* Data supplied

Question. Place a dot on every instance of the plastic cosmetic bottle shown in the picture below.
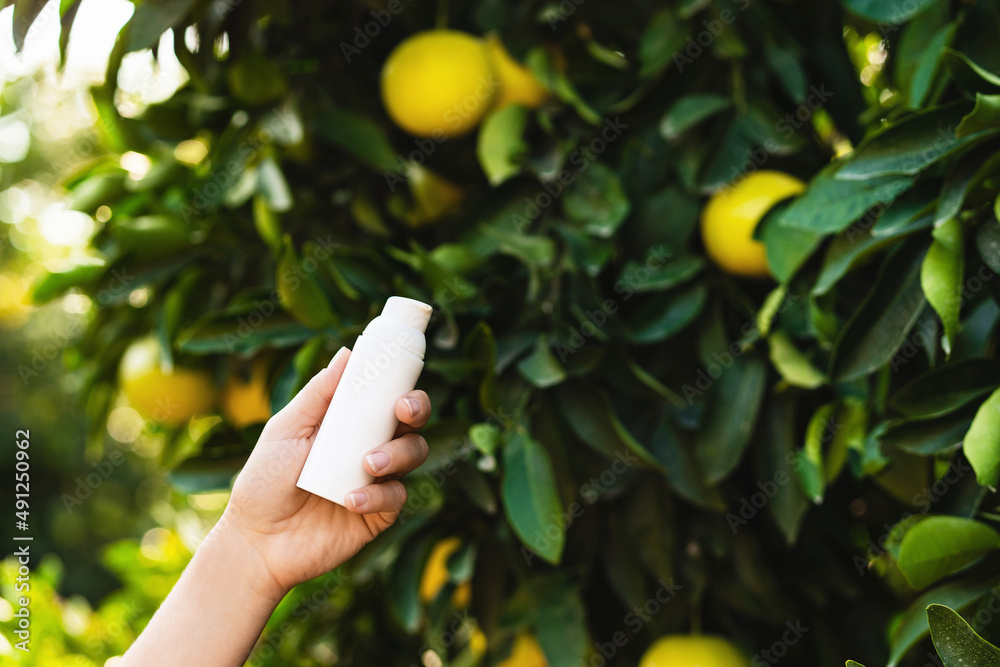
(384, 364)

==

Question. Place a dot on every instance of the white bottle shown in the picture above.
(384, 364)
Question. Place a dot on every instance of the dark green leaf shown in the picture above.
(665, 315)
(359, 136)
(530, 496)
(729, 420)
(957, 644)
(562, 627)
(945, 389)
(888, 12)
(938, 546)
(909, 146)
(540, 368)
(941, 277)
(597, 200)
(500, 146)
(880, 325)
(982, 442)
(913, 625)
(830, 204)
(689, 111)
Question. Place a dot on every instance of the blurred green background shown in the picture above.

* * *

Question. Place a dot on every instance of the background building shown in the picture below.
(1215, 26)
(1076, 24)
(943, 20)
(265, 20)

* Exercise goal
Repeat the lines verbatim, everything from the one that contains "Question. Place a dot on every instance of the dark" down to the one that contains "Question. Place a dot on every instance of the blurred", both included.

* Response for this exercise
Question. Place a dot on every instance of the dark green leaf shown in the picture above.
(665, 315)
(359, 136)
(530, 496)
(729, 420)
(957, 644)
(562, 627)
(945, 389)
(888, 12)
(938, 546)
(909, 146)
(540, 368)
(941, 277)
(597, 200)
(500, 146)
(880, 325)
(982, 442)
(913, 625)
(830, 204)
(689, 111)
Question. Place a dot on every instance of the blurred green background shown in the picture above.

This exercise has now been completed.